## Your instructions
Return each of the records below verbatim, line for line, with nothing added, dropped, or altered.
— Begin Entries shown —
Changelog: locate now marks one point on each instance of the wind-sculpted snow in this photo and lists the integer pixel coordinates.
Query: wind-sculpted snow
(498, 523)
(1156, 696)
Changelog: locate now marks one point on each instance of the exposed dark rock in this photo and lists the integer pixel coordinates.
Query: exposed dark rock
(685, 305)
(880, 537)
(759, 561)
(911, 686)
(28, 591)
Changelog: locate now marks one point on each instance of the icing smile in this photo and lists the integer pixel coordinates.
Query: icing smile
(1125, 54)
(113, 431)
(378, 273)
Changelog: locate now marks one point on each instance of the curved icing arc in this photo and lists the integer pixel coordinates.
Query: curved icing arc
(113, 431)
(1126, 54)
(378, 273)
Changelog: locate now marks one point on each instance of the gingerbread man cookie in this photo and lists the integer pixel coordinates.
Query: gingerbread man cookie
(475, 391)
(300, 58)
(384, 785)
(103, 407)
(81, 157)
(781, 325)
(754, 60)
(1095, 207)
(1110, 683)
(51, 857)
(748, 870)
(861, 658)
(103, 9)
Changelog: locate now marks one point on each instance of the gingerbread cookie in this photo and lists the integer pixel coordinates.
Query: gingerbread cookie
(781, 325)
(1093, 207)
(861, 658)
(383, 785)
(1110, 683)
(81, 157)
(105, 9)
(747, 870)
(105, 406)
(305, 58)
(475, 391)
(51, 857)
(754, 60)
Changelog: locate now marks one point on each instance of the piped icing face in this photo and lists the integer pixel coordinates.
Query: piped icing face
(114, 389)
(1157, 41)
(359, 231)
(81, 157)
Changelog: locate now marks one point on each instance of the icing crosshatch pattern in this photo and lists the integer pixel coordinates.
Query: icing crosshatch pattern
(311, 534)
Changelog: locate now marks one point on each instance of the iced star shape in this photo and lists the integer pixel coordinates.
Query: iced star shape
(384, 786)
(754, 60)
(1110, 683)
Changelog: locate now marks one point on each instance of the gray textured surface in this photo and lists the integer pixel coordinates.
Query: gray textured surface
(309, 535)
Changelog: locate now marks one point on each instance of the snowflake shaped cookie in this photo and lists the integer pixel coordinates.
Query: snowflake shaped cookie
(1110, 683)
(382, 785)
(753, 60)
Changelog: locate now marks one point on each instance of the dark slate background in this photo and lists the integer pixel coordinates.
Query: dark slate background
— End Entries shown —
## The completed task
Changelog: locate now marks one point on each instance of the wind-sculpted snow in this photo and lists the integer pixel coordinates.
Query: wind-sculpted snow
(498, 523)
(1156, 696)
Changelog: locate now marks one point on each instance of the exposed dark rock in this photo and lists the integer pixel coordinates.
Query: exposed dark rock
(685, 305)
(880, 537)
(759, 561)
(911, 686)
(28, 591)
Changelog: locate now marks one point on each instance of the icing smile in this photo and lists the integer pixel coordinates.
Query: icing smile
(1125, 54)
(113, 431)
(378, 273)
Changelog: locate now marks one point on each instance of the curved icing arc in this photo and lists the integer pixel coordinates.
Query: curved icing arc
(113, 431)
(1126, 54)
(378, 273)
Changelog: locate now marks one point on each instance of the gingerbread man cookie in this photo and lists the integer pixel coordinates.
Query: gingerbread man cookie
(475, 391)
(300, 58)
(384, 785)
(103, 407)
(81, 157)
(781, 325)
(754, 60)
(1095, 207)
(1110, 683)
(51, 857)
(748, 870)
(861, 658)
(103, 9)
Changelog: locate now marks one point on each instance of the gingerbread cookie in this photo and lists the integer pixel coordinates.
Query: gingerbread cookie
(781, 325)
(1093, 207)
(861, 658)
(383, 785)
(1110, 683)
(81, 157)
(105, 9)
(747, 870)
(105, 406)
(305, 58)
(475, 391)
(51, 857)
(754, 60)
Changelog: locate now marks one point on each instance of the piped icing face in this photo and lists the integer pixel coordinates.
Query: piped icing face
(114, 389)
(1157, 41)
(359, 231)
(81, 157)
Changelog: locate now marks one point on each instance of the icing crosshatch pattern in this photo and lists the integer pixel coordinates.
Query: icing crosshatch pattern
(311, 534)
Changelog: locate now marks one point on each instance of the iced star shape in this photo and lists the integer pixel coordinates.
Query: iced star shape
(384, 786)
(754, 60)
(1110, 683)
Changelog: locate now marks one point on each instance of the gray textured surface in this photo and lists the integer pixel coordinates.
Query: gray textured surface
(309, 535)
Changelog: locate now marks one point on each instance of the snowflake shaped cookie in this photo and lists the integer pixel coordinates.
Query: snowflake shaped cookie
(1110, 683)
(382, 785)
(753, 60)
Changelog: locate now marks one point on each instance of the dark slate background in this photo and lists the integer pixel coordinates.
Query: dark slate background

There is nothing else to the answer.